→ **Page extract**
════════════════════
Established, evolving, and emerging technologies could be critical to closing these gaps (figure 6). The Renew strategy will mostly be deployable over the next decade since established technologies exist to address the gap. Many technologies are still evolving but can be expected to play a greater role in enabling decarbonisation in the Reshape strategy, in the 2030–2040 time frame. Finally, technologies to close the Refuel strategy’s gaps are still emerging, but likely to make all the difference in meeting 2050 targets in the final decarbonisation decade.
Utility executives may reevaluate the pace of their plans as these technologies commercialise. Indeed, more than half of the power and utility respondents (55%) in our energy transition study (see sidebar, “The energy transition study”) cited technological innovation as a key factor that would be most likely to make them change their goals, or set goals if they do not have any yet.
════════════════════
→ **Short exercise A**
In the energy transition excerpt, what share of power and utility respondents named technological innovation as a key factor most likely to make them change or set goals?
→ **Short exercise B**
List every line in the entries that contains the word "lake".
The entries have no connection to the energy transition excerpt.
════════════════════
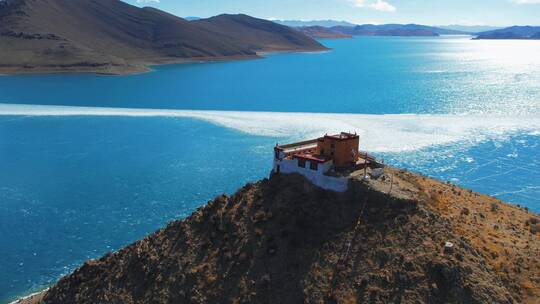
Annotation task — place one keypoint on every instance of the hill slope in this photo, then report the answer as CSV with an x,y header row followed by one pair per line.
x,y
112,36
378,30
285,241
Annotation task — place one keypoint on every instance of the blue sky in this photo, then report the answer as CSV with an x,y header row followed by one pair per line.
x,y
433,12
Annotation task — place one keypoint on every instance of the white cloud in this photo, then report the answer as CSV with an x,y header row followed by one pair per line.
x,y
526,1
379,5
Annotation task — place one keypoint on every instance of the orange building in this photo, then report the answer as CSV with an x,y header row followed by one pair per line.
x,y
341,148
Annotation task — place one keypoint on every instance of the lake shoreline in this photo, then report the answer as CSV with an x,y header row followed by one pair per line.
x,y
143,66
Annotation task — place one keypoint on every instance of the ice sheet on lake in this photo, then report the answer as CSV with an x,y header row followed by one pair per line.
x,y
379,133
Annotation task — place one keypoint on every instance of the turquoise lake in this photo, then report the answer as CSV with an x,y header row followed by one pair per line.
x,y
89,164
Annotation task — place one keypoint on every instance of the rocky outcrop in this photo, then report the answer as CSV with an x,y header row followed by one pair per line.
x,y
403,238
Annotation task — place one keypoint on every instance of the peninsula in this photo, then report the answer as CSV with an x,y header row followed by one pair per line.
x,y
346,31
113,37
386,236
════════════════════
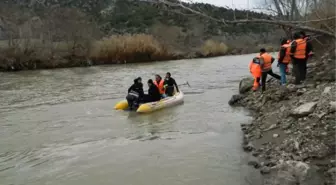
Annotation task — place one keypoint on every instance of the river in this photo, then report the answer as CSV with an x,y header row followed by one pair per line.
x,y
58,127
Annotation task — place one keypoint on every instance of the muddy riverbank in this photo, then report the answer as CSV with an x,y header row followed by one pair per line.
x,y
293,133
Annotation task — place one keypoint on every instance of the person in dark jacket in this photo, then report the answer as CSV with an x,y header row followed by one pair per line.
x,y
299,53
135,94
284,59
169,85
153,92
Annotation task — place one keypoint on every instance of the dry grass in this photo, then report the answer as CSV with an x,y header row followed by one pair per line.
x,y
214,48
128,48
════════════════════
→ **Exercise answer A**
More than half, 55%.

→ **Exercise answer B**
Annotation task — place one keypoint on every instance of the lake shoreline in this photo, then report the answer as CSV with an x,y header row followed by one pair per line.
Annotation task — place one keypoint on every instance of the ice sheet on lake in this photo, then report the answer as CSV with an x,y header row followed by one pair per line.
Annotation task — place one keypoint on every instance of the turquoise lake in this photo, then report the answer as CSV with an x,y header row followed by one pair per line.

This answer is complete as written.